What to do.
Please rewrite the material from its start through the line containing "positive clicks: (146, 277)", swapping "positive clicks" for "foreground clicks" and leaving everything else unchanged.

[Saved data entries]
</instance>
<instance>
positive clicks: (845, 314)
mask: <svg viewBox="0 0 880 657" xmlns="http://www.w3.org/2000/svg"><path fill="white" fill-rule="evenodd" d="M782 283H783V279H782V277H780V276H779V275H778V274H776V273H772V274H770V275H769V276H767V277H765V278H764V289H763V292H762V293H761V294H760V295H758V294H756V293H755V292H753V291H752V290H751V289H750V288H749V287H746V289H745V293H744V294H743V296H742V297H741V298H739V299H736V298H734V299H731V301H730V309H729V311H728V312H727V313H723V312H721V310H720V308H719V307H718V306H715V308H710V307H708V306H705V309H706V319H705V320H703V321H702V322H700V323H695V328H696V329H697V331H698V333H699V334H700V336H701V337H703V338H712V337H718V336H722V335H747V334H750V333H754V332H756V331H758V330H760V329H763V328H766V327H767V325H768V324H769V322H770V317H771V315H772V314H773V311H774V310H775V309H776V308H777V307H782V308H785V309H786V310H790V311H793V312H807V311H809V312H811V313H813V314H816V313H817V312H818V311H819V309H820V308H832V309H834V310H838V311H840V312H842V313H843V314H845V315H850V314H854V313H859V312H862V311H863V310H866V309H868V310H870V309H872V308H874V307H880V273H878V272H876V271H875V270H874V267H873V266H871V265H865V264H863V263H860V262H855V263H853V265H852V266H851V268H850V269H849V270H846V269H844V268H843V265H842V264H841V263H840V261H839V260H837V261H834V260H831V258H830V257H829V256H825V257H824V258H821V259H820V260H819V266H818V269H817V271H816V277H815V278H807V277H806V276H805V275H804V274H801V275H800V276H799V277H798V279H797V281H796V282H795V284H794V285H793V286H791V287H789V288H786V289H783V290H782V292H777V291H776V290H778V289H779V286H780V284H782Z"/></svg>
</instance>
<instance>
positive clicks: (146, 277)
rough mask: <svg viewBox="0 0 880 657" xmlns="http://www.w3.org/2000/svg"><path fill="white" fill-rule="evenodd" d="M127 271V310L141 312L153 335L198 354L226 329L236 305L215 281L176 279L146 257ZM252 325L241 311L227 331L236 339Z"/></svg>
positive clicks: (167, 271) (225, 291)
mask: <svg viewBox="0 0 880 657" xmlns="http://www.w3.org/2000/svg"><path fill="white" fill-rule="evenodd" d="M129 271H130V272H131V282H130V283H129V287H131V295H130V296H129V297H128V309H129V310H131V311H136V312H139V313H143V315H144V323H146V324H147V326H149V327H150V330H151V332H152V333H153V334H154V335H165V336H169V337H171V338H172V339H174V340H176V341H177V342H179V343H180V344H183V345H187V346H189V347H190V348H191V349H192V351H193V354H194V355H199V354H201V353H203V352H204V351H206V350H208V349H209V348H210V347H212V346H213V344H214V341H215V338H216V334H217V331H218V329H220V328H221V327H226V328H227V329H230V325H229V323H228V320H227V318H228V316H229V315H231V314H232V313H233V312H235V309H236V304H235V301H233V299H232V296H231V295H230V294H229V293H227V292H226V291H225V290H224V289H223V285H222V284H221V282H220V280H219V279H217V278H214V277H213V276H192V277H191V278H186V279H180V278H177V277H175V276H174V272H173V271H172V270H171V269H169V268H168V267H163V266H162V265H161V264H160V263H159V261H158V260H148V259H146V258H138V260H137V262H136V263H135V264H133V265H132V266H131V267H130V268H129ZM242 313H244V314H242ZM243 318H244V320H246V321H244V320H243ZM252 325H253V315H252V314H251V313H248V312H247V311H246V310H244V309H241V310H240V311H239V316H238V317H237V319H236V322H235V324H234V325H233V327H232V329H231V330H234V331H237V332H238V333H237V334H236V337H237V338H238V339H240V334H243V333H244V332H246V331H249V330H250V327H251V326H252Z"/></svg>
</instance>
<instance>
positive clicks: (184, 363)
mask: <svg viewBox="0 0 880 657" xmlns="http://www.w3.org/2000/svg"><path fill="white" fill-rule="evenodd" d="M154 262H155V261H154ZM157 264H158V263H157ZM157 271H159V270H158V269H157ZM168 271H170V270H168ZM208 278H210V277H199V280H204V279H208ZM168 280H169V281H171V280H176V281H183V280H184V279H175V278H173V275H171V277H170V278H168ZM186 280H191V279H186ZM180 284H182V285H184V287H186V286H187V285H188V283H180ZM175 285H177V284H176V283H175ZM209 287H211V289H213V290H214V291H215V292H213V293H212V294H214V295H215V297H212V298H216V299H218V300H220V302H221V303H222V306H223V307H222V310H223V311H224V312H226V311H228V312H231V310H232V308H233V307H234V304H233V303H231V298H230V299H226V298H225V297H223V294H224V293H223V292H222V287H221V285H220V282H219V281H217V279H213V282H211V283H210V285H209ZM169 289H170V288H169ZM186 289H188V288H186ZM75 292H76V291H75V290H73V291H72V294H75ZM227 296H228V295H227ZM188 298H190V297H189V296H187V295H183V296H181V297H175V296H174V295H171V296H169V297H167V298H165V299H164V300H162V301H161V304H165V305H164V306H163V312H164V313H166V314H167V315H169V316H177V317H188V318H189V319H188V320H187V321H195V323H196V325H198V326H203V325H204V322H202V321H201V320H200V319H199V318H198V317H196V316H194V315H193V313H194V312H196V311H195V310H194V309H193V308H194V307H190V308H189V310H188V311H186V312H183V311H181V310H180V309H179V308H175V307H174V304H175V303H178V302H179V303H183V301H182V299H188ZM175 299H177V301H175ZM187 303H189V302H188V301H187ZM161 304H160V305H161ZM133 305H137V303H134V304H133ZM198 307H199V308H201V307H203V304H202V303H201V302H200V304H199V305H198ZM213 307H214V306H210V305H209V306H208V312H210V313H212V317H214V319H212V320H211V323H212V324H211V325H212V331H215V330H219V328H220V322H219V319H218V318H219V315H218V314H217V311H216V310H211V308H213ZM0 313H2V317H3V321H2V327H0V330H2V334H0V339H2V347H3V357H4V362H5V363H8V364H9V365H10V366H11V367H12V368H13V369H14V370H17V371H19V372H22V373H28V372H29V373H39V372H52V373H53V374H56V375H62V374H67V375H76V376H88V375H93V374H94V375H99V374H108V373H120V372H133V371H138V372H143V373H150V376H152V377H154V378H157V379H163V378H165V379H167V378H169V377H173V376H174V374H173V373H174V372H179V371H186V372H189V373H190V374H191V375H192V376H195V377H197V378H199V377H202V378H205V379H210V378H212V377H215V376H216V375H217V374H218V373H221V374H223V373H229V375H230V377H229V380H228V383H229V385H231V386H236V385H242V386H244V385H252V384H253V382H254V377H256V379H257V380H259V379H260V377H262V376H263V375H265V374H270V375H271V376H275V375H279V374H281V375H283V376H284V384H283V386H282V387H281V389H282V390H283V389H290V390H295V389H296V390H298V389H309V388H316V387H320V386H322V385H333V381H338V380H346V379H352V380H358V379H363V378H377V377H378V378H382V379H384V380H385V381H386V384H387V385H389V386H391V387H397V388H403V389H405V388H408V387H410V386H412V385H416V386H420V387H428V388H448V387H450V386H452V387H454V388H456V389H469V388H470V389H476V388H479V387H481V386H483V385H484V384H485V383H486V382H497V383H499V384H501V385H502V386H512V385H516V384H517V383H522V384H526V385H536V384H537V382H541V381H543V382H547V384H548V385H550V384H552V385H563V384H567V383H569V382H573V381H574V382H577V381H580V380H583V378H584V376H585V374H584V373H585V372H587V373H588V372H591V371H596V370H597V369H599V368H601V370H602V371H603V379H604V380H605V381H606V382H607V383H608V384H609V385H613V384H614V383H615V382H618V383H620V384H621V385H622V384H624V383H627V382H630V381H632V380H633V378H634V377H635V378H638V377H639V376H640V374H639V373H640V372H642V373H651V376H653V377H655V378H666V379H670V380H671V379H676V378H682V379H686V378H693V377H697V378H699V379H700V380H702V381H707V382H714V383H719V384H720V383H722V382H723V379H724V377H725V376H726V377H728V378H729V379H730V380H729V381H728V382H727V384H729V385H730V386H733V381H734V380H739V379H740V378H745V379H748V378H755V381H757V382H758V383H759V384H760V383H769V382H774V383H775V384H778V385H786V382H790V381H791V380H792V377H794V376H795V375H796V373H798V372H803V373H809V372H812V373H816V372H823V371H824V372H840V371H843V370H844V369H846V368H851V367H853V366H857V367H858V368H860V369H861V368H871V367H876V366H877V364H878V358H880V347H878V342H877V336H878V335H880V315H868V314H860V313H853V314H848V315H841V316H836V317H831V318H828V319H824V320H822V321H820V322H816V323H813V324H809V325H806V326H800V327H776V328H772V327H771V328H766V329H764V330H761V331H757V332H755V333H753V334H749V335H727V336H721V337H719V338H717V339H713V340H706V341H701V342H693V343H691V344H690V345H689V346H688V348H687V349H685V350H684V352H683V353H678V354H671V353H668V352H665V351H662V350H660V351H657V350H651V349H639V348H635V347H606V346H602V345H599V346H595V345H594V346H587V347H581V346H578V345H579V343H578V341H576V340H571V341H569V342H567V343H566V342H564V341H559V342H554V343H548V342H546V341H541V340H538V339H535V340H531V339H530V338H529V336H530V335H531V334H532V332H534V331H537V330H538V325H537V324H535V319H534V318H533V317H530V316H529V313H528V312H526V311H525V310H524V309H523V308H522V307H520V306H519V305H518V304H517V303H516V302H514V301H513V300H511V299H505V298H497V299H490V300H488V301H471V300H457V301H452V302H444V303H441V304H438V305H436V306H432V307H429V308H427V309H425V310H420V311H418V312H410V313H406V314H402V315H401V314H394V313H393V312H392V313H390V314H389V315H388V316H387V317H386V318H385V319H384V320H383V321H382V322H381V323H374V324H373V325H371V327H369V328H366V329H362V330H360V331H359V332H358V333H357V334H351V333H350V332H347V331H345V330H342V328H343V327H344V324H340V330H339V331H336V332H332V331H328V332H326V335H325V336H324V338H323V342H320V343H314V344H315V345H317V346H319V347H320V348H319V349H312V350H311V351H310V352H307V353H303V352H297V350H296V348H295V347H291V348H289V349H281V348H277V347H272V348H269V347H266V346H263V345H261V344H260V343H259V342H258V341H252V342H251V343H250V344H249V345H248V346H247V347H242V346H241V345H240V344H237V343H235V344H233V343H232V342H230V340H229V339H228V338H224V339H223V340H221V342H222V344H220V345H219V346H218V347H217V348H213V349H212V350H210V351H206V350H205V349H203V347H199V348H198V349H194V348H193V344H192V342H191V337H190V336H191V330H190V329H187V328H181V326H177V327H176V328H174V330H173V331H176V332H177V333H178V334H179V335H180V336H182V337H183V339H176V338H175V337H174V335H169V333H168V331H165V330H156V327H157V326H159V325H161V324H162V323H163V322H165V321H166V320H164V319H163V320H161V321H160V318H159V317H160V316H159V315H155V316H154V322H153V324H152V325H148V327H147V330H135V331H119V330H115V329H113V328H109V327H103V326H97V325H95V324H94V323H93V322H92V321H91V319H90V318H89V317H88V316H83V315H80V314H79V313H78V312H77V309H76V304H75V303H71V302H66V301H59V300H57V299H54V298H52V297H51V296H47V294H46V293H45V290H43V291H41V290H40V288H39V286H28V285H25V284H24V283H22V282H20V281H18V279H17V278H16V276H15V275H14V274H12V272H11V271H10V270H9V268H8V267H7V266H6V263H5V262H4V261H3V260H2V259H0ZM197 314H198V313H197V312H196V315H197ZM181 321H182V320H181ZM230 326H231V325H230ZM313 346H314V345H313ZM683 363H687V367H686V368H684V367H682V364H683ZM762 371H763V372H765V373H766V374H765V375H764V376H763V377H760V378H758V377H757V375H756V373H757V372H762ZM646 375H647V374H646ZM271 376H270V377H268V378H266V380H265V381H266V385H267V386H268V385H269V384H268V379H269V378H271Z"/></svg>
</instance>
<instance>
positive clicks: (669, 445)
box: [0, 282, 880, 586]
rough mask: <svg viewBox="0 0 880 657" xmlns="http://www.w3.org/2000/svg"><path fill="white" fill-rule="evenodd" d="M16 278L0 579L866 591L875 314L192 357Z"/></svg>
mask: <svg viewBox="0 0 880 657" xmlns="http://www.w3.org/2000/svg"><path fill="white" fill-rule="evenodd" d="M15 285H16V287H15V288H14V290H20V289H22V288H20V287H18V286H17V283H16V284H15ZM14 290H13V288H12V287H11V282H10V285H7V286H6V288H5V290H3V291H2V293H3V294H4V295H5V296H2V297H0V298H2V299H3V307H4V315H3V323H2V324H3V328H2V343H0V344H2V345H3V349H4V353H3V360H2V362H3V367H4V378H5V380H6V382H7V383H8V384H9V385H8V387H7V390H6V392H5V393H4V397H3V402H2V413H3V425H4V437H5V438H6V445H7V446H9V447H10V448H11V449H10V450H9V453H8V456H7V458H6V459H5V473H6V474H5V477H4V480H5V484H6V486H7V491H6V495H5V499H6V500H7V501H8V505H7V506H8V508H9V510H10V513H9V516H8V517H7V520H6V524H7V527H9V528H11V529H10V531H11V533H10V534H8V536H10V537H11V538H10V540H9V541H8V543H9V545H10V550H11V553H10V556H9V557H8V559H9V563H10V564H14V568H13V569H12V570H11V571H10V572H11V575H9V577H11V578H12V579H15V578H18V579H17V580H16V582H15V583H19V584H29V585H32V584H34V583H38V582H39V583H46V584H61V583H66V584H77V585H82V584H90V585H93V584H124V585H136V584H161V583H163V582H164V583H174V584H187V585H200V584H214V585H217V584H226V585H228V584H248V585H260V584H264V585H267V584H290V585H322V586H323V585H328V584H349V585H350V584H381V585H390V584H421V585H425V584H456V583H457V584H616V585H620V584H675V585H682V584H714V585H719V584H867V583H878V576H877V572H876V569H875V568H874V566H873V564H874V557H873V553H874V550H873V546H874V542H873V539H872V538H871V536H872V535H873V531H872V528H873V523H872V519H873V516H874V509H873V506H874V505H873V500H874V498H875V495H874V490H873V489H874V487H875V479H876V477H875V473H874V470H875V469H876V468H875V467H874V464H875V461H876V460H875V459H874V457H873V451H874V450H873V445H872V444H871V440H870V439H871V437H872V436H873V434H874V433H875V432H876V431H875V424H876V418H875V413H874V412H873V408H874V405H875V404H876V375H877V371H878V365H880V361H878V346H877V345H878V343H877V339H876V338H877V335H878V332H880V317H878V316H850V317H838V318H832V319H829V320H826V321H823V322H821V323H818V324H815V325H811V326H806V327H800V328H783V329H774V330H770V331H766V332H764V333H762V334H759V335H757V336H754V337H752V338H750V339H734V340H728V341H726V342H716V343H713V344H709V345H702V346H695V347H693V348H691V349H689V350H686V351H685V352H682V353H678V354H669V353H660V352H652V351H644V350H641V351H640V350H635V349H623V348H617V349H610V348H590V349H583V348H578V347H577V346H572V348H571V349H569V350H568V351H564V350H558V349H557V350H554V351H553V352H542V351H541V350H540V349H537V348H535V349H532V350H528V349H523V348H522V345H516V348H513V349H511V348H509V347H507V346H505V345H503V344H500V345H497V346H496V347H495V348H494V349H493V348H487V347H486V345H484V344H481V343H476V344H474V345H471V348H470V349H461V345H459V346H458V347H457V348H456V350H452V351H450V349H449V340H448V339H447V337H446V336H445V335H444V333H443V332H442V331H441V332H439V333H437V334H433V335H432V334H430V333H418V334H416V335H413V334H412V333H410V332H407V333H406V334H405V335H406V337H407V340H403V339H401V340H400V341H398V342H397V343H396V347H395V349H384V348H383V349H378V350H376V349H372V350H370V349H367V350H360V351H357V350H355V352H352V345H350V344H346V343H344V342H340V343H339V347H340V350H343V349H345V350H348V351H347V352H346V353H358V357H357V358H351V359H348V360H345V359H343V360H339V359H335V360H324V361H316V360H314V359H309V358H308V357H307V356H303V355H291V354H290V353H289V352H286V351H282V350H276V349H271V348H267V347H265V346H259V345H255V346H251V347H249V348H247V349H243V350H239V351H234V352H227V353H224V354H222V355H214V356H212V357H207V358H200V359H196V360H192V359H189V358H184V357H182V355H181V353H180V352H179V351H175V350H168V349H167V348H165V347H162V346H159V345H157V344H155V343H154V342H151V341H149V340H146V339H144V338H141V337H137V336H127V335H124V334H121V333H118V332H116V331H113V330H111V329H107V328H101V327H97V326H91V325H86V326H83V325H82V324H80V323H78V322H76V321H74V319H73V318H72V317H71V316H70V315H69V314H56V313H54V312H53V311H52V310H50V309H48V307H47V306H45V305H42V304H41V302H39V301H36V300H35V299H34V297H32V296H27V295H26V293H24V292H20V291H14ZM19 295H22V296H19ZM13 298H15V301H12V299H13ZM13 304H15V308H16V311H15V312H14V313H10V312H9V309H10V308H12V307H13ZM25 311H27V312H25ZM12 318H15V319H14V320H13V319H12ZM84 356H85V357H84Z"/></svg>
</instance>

Result below.
</instance>
<instance>
foreground clicks: (845, 314)
mask: <svg viewBox="0 0 880 657" xmlns="http://www.w3.org/2000/svg"><path fill="white" fill-rule="evenodd" d="M782 283H783V279H782V277H780V276H779V275H778V274H776V273H772V274H770V275H769V276H767V277H765V278H764V289H763V292H762V293H761V294H760V295H758V294H756V293H755V292H753V291H752V290H751V289H750V288H749V287H746V289H745V293H744V294H743V296H742V297H741V298H739V299H736V298H734V299H731V301H730V309H729V311H728V312H727V313H723V312H721V310H720V308H719V307H718V306H715V308H710V307H708V306H705V309H706V319H705V320H703V321H702V322H700V323H695V328H696V329H697V331H698V333H699V334H700V336H701V337H703V338H712V337H718V336H722V335H747V334H750V333H754V332H756V331H758V330H760V329H763V328H766V327H767V325H768V324H769V322H770V317H771V315H772V314H773V311H774V310H775V309H776V308H777V307H782V308H785V309H786V310H790V311H793V312H807V311H809V312H811V313H813V314H816V313H817V312H818V311H819V309H820V308H832V309H834V310H838V311H840V312H842V313H843V314H845V315H850V314H854V313H859V312H862V311H863V310H866V309H868V310H870V309H872V308H874V307H880V273H878V272H876V271H875V270H874V267H873V266H871V265H865V264H863V263H860V262H855V263H853V265H852V266H851V268H850V269H849V270H846V269H844V268H843V265H842V264H841V263H840V261H839V260H837V261H834V260H831V258H830V257H829V256H825V257H824V258H821V259H820V260H819V266H818V269H817V271H816V277H815V278H807V277H806V276H805V275H804V274H801V275H800V276H799V277H798V279H797V281H796V282H795V284H794V285H793V286H791V287H789V288H786V289H783V290H782V292H777V291H776V290H778V289H779V286H780V284H782Z"/></svg>
</instance>
<instance>
foreground clicks: (146, 277)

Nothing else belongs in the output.